Given task => Print the lines of the listing below verbatim, starting at the line that contains "# mark the region of every instance of the weathered" and ending at the line that contains "[[[278,573],[300,565],[300,478],[274,475],[267,498],[278,499]]]", with both of those lines included.
=== Records for this exercise ===
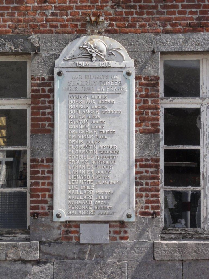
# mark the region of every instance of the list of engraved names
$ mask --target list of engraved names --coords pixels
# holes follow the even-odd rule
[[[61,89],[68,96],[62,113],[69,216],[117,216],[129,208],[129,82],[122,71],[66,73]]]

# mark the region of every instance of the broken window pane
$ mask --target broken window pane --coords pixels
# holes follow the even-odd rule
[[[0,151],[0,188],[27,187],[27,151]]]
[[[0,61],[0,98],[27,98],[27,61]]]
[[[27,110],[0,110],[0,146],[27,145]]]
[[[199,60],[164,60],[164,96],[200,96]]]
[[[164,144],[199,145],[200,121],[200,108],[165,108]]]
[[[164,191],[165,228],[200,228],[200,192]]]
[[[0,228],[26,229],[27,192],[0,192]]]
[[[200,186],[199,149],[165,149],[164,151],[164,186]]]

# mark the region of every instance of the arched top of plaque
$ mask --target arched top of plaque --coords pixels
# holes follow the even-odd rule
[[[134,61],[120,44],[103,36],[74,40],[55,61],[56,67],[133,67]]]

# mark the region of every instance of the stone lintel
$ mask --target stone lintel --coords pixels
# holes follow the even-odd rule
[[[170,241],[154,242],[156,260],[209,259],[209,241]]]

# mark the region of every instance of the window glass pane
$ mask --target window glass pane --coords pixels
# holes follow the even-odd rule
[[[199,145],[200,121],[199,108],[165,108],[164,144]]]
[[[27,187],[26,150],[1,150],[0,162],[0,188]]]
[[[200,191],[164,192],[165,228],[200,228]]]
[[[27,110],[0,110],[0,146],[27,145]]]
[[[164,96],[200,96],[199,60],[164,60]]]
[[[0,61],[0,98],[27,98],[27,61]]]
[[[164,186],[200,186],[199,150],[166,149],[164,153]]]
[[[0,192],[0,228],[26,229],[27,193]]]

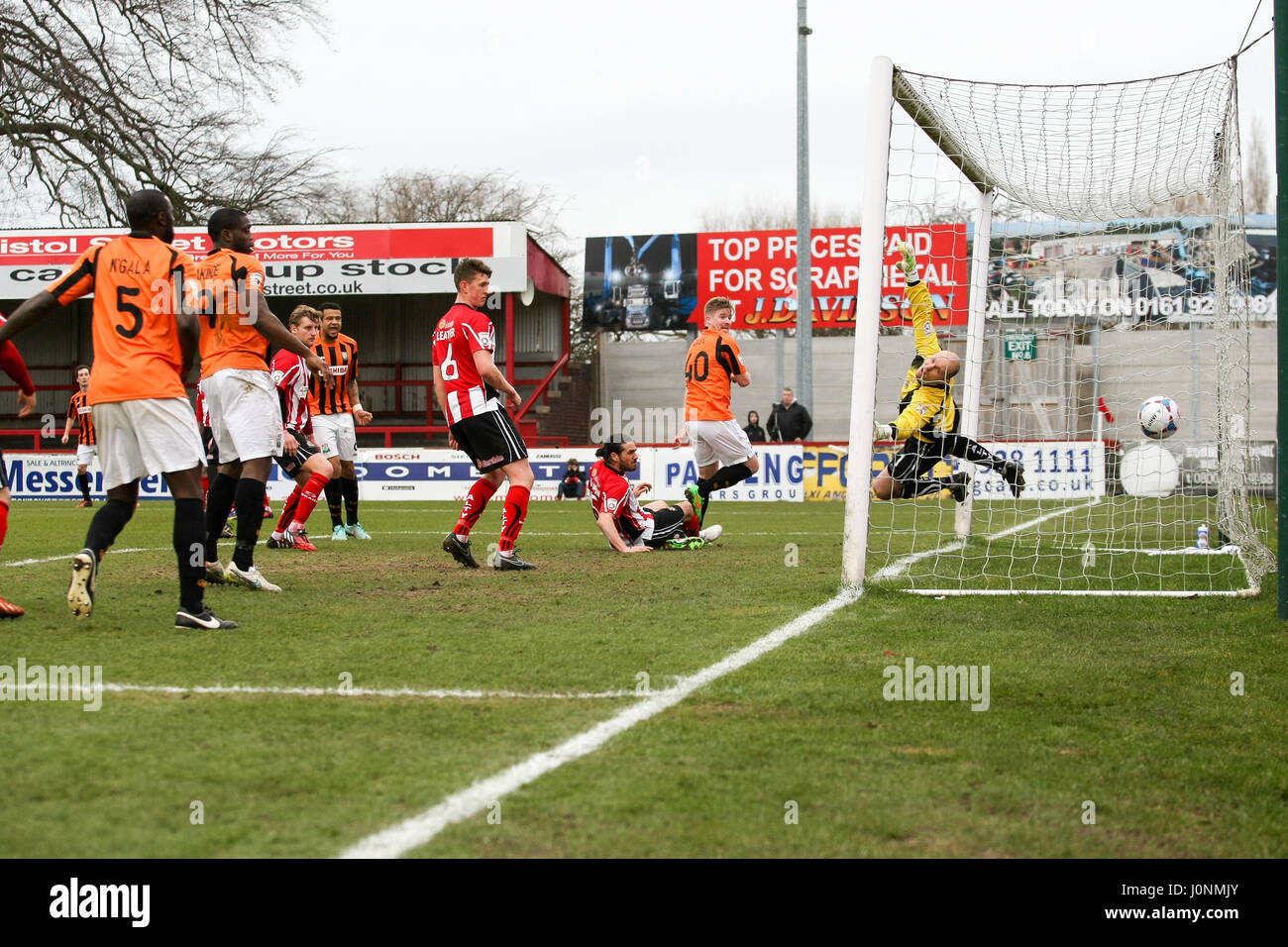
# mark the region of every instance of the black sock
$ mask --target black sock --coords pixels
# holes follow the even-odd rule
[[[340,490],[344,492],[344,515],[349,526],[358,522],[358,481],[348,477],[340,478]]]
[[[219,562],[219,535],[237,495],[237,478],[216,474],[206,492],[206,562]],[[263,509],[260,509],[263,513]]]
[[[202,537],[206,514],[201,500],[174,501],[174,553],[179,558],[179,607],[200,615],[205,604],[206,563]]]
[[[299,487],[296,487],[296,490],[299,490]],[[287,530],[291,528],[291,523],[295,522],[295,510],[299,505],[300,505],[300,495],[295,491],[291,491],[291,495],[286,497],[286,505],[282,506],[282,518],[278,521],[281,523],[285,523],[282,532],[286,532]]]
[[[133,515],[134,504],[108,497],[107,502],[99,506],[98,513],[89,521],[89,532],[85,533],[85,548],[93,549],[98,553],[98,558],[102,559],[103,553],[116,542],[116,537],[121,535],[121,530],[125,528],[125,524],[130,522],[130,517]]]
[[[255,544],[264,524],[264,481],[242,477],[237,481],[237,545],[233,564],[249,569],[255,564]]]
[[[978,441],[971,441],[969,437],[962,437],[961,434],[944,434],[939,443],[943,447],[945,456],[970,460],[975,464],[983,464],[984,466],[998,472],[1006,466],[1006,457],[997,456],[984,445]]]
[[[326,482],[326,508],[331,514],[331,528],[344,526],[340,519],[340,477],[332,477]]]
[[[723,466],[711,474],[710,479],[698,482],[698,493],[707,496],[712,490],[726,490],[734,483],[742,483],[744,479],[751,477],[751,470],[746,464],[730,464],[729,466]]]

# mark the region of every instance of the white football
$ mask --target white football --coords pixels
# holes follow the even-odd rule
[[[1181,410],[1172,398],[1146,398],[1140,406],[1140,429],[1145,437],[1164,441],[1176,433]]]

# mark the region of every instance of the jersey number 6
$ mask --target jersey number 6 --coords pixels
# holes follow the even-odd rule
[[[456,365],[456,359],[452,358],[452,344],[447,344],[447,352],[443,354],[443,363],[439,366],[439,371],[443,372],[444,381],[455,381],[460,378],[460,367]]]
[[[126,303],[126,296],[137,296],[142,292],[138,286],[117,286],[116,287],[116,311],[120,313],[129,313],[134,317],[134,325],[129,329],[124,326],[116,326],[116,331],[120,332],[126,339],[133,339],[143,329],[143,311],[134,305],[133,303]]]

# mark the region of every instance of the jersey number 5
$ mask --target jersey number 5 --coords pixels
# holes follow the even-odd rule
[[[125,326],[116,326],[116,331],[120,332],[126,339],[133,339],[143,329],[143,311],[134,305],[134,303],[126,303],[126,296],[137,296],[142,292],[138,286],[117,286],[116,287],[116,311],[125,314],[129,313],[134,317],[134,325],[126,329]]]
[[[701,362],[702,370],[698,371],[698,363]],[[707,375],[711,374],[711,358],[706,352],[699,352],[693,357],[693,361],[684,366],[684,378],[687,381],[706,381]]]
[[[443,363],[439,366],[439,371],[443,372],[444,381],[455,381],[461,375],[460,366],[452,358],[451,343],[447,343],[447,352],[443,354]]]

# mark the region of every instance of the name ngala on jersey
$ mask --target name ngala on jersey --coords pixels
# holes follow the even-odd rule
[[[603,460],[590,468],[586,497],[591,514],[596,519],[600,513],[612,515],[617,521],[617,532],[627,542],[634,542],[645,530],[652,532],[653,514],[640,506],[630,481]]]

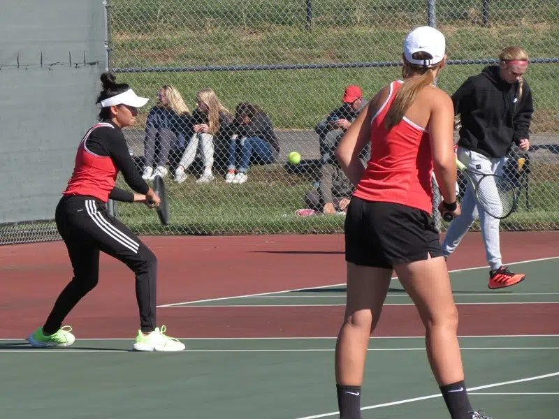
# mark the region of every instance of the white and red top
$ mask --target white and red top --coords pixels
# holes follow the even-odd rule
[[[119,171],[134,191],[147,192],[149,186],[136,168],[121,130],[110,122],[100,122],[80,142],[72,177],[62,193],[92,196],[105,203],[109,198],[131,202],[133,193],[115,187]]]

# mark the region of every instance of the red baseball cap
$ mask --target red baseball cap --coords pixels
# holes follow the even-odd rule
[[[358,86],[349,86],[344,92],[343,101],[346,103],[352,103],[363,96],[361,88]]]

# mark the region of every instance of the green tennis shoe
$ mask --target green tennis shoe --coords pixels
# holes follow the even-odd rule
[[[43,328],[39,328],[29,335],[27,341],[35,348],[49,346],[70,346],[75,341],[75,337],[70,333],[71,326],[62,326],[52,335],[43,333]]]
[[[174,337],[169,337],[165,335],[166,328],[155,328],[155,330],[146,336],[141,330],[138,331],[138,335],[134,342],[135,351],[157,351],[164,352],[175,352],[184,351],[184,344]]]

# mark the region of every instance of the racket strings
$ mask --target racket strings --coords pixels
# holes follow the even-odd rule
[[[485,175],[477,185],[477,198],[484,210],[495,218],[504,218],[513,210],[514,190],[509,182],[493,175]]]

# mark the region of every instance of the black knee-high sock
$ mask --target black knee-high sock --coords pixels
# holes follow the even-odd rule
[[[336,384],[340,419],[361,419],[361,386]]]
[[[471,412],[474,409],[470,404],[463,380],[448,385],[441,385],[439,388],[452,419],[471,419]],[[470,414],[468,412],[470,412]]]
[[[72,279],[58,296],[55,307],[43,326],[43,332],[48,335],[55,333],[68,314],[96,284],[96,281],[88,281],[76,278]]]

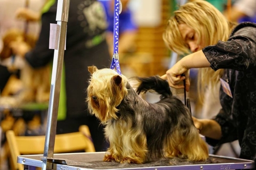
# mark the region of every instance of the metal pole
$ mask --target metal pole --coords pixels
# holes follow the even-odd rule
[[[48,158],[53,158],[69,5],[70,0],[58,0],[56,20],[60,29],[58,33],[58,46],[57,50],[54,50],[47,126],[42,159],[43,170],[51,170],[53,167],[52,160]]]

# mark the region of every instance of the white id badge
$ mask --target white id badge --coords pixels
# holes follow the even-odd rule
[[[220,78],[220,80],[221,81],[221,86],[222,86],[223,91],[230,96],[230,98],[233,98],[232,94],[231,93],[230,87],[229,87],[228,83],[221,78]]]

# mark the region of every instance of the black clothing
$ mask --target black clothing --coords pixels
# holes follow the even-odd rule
===
=== Records for this exercise ===
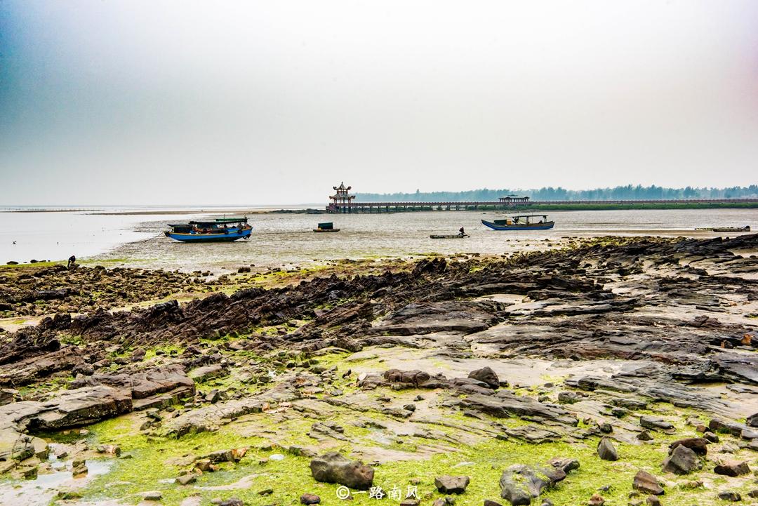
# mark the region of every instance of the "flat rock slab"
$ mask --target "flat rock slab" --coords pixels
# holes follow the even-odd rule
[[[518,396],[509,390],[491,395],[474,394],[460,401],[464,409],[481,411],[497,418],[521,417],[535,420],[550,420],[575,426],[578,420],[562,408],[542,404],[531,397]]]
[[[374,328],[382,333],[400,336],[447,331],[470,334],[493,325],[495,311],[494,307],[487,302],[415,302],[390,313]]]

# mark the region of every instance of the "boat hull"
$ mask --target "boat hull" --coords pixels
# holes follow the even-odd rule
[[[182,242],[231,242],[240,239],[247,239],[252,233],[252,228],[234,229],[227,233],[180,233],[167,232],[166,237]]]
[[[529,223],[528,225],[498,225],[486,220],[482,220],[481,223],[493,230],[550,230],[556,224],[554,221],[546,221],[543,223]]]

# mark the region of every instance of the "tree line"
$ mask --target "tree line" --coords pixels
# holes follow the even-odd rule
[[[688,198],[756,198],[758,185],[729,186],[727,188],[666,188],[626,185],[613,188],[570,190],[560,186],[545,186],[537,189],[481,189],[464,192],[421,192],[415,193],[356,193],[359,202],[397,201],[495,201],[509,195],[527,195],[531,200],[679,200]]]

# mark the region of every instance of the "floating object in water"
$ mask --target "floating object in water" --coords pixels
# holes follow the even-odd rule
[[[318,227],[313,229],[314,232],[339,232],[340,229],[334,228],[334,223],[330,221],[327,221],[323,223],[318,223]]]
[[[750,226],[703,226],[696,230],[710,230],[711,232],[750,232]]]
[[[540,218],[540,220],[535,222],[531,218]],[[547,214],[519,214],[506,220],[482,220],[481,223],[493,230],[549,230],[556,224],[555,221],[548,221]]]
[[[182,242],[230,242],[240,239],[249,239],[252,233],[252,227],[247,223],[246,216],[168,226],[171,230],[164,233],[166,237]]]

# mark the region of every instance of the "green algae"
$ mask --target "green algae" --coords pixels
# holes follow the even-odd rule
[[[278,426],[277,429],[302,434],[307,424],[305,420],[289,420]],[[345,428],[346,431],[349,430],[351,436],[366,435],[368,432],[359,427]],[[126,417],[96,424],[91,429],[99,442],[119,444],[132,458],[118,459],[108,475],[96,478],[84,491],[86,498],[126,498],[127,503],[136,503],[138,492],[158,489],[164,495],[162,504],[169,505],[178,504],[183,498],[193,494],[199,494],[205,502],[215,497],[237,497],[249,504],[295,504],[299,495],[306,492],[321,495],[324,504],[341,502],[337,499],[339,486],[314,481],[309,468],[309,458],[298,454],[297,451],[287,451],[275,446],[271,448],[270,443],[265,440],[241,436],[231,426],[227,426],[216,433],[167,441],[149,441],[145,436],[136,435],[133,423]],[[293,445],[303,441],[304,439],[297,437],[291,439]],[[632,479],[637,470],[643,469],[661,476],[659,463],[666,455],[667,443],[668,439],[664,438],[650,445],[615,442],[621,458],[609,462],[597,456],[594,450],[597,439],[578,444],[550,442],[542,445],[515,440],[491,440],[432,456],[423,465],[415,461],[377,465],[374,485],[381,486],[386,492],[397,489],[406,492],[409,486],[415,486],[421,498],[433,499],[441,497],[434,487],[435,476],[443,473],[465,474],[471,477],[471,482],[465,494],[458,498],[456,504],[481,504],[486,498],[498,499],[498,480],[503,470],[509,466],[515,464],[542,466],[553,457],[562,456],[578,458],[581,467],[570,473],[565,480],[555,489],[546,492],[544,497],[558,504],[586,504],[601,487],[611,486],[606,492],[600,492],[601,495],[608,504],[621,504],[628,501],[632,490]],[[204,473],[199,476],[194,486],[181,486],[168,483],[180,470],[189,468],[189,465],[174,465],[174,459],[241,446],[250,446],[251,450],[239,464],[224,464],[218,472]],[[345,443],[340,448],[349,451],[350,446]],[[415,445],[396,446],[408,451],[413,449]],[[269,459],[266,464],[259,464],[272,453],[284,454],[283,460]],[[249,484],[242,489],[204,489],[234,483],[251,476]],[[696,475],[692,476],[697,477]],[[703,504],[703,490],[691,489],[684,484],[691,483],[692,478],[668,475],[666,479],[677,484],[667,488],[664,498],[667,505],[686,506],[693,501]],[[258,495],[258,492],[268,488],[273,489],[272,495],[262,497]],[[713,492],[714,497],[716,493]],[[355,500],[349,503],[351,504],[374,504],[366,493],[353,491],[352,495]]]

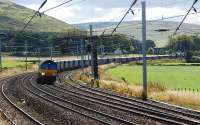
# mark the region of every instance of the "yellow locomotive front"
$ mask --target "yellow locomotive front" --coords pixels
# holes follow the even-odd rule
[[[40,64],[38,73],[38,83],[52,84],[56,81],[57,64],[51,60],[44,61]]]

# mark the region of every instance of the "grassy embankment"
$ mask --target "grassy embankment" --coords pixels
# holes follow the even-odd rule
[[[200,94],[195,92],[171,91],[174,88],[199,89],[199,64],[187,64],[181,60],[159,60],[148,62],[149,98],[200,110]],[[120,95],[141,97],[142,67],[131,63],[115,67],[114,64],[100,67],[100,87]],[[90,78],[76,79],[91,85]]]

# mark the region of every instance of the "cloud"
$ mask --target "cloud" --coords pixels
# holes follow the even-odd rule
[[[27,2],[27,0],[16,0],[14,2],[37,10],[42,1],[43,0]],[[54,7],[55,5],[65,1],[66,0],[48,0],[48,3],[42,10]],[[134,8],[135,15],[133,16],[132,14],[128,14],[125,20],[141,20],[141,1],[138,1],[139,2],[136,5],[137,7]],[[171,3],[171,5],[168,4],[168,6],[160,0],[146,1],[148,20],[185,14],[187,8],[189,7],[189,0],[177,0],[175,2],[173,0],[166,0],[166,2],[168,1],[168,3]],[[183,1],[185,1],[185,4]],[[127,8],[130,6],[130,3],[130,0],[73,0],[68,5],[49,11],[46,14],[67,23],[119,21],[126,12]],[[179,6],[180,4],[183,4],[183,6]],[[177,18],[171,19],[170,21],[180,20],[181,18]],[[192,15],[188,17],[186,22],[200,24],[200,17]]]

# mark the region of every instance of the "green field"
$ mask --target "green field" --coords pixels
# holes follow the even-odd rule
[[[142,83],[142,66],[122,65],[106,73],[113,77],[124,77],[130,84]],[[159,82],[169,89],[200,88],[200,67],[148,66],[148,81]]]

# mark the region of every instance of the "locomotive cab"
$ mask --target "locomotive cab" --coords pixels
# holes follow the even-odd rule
===
=== Records for this exercise ===
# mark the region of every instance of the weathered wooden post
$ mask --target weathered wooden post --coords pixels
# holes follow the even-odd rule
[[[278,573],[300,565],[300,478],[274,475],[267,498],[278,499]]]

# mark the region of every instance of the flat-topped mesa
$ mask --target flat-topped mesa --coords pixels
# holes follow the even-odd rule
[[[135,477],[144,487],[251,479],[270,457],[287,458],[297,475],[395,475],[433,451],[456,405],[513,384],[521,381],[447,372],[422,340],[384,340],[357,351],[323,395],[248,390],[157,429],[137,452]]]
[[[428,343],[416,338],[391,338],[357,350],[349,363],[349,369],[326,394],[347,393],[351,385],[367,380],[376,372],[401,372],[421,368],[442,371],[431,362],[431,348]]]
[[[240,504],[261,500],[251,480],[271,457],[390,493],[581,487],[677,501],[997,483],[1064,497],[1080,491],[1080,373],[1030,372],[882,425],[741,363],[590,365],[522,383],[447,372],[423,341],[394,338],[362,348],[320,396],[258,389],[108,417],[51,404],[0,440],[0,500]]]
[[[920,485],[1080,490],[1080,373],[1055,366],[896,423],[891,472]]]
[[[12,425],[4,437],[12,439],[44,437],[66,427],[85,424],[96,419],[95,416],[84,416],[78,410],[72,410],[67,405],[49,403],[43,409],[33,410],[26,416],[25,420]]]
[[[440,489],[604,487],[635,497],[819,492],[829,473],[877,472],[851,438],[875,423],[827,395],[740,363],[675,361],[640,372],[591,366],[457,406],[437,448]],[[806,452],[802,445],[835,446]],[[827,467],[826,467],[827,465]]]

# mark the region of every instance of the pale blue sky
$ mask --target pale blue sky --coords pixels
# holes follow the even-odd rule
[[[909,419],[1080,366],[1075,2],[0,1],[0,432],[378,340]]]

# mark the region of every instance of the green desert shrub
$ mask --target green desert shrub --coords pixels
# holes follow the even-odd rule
===
Right answer =>
# mark the region of every instance of the weathered wooden post
$ mask --target weathered wooden post --coords pixels
# holes follow the even-odd rule
[[[278,573],[300,565],[300,478],[274,475],[267,498],[278,499]]]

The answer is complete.